WORK REQUIRED =>
The complete set of records below must be repeated precisely as given.

MATERIAL PROVIDED =>
•••
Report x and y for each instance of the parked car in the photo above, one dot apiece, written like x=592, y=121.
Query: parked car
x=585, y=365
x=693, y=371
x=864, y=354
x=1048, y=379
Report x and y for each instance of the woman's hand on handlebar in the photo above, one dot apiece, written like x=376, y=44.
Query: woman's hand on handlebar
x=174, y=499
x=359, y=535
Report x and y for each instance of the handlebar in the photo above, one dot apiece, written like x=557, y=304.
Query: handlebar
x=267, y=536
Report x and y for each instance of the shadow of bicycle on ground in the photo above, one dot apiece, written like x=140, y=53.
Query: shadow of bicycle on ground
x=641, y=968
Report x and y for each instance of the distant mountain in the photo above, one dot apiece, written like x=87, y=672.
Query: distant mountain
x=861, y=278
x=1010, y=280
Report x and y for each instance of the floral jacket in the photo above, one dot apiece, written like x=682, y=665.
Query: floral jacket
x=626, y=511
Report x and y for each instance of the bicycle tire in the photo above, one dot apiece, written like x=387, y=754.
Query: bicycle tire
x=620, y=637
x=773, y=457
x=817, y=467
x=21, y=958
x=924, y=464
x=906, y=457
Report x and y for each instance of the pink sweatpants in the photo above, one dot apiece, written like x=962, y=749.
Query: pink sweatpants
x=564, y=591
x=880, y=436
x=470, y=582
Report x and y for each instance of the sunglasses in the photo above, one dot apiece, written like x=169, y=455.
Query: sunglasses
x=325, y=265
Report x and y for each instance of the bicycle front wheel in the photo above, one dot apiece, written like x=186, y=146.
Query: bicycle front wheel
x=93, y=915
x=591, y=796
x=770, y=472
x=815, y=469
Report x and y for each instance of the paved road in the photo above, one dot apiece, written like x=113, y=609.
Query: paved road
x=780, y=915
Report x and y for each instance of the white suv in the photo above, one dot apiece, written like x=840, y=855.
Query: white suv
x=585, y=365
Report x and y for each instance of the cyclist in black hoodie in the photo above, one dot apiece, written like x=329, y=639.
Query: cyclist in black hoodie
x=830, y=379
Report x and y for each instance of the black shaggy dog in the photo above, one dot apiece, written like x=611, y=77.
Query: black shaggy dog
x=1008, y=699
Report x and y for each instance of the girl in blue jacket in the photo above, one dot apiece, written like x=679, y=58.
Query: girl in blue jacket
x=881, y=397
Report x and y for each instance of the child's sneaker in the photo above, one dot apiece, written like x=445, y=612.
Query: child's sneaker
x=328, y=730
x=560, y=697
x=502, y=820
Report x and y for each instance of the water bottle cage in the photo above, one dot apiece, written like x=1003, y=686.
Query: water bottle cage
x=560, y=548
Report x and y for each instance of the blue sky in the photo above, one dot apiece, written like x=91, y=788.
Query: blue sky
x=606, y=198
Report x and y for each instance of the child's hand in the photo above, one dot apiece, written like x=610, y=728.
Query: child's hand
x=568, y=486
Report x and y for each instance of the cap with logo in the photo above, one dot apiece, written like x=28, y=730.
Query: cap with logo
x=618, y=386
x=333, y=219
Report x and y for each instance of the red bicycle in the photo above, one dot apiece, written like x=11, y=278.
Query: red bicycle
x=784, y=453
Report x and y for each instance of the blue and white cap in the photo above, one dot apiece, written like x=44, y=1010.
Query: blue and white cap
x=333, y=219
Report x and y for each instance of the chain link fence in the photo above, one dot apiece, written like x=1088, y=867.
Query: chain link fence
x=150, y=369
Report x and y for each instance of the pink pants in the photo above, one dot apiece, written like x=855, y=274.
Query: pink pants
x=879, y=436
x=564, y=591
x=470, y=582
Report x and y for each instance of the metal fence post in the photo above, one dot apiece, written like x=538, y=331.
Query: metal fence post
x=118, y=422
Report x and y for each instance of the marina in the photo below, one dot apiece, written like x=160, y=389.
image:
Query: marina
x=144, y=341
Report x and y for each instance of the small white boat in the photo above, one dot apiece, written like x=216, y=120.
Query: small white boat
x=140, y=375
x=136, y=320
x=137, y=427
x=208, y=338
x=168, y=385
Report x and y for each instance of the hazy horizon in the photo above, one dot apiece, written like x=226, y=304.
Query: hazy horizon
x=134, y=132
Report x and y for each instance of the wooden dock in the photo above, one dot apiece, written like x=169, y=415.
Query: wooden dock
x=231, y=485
•••
EXERCISE ANSWER =>
Report x and y for each instance of the parked car in the photo above, one dot apiece, written like x=592, y=121.
Query: parked car
x=585, y=365
x=693, y=371
x=864, y=354
x=1048, y=379
Report x and y for each instance of the woman's hand on handlebar in the photo above, one dot apiece, written like x=376, y=44.
Query: woman's hand on handlebar
x=174, y=499
x=359, y=535
Report x and y for each instance of the handlebar in the photo above, one dot apiece, written like x=557, y=304.
Query: handlebar
x=267, y=536
Report x and y for each instance of the shadow of bicycle on ground in the photo above, one dot apiece, written like x=140, y=53.
Query: shadow of bicycle on ground
x=641, y=968
Report x and y for each instance of the distant mountain in the photo above, one dot apiece, written like x=87, y=672.
Query: distant mountain
x=861, y=278
x=1010, y=280
Report x and y for each instance of the floral jacket in the photo above, one dot apiece, written like x=682, y=665.
Query: floral jacket
x=626, y=511
Report x and y for each instance of the bicycle tire in the photo above, one dot apiece, written like x=387, y=754.
Query: bicycle tire
x=620, y=637
x=773, y=457
x=817, y=467
x=21, y=958
x=924, y=464
x=906, y=457
Report x and y for each instance of the pink sweatpants in the photo above, one dot apiece, written like x=962, y=749.
Query: pink sweatpants
x=564, y=591
x=880, y=436
x=470, y=582
Report x and y for each instance of the sunglasses in the photo above, one dot apiece, written like x=169, y=455.
Query: sunglasses
x=325, y=265
Report x and y for each instance of the bicycle front wheel in the photo above, one dot apiece, written like x=186, y=146.
Query: bicycle front wheel
x=93, y=915
x=591, y=796
x=770, y=472
x=815, y=469
Report x and y for each instance of the paved road in the photo above, one dot apiece, written like x=113, y=609.
Query: paved road
x=780, y=915
Report x and y for each instance of the white suv in the photo above, one dot apiece, written like x=840, y=855.
Query: white suv
x=585, y=365
Report x and y for each instance of the cyclist in black hoodie in the photo above, one dot apiece, written like x=329, y=639.
Query: cyclist in black hoodie
x=830, y=379
Report x and y for each instance of the black shaggy dog in the photo above, one dot apiece, written like x=611, y=77.
Query: black shaggy dog
x=1008, y=699
Report x and y for each instance of the girl in blue jacket in the photo above, one dot apiece, written like x=679, y=58.
Query: girl in blue jacket
x=881, y=397
Report x and y for each instance of the child's sneaker in the photo above, one dot apiece, written like x=445, y=612.
Query: child's sneaker
x=328, y=730
x=560, y=697
x=502, y=820
Report x and y for each instance of the water bottle cage in the photo above, one dot apiece, written like x=1003, y=686.
Query: water bottle cage
x=560, y=548
Report x and y for each instance of the blue sky in the photo above, one dot apiece, written like x=91, y=788.
Query: blue sky
x=606, y=198
Report x and y for each instance of the child's hand in the photo above, one dot apiece, written like x=610, y=728.
Query: child's hand
x=568, y=486
Report x and y for each instance of the cap with logo in the photo above, one dot apiece, written like x=28, y=730.
Query: cap with logo
x=618, y=386
x=333, y=219
Report x and y for each instance of the red bicycle in the photo above, one dot apiece, written like x=11, y=278.
Query: red bicycle
x=784, y=453
Report x and y for each instance of the blue and white cap in the photo above, one dot apiece, written like x=44, y=1010.
Query: blue and white cap
x=333, y=219
Report x and y for each instance of the chain link fence in the photo above, one dot apiece, written like x=1088, y=867.
Query: chain link fence
x=150, y=369
Report x and y for each instance of the pink pants in the photo above, one dot apiece, written like x=855, y=274.
Query: pink pants
x=879, y=436
x=564, y=591
x=470, y=582
Report x and y for each instance of the metal fence post in the photo above, one dot apiece, written like x=538, y=331.
Query: metal fence post
x=118, y=422
Report x and y for each instance of the marina in the photo below, one dot apiece, written like x=160, y=389.
image:
Query: marina
x=144, y=341
Report x and y for each instance of the small white boat in the photo above, one dot apiece, written like x=216, y=120.
Query: small white boat
x=140, y=375
x=136, y=320
x=137, y=427
x=208, y=338
x=168, y=385
Report x and y for each instance of the hazy horizon in the photo above, one dot apiece, written like x=226, y=304.
Query: hazy horizon
x=134, y=132
Report x and y for each instance of the wooden dock in the photo above, one dot apiece, written like x=169, y=415.
Query: wooden dock
x=231, y=485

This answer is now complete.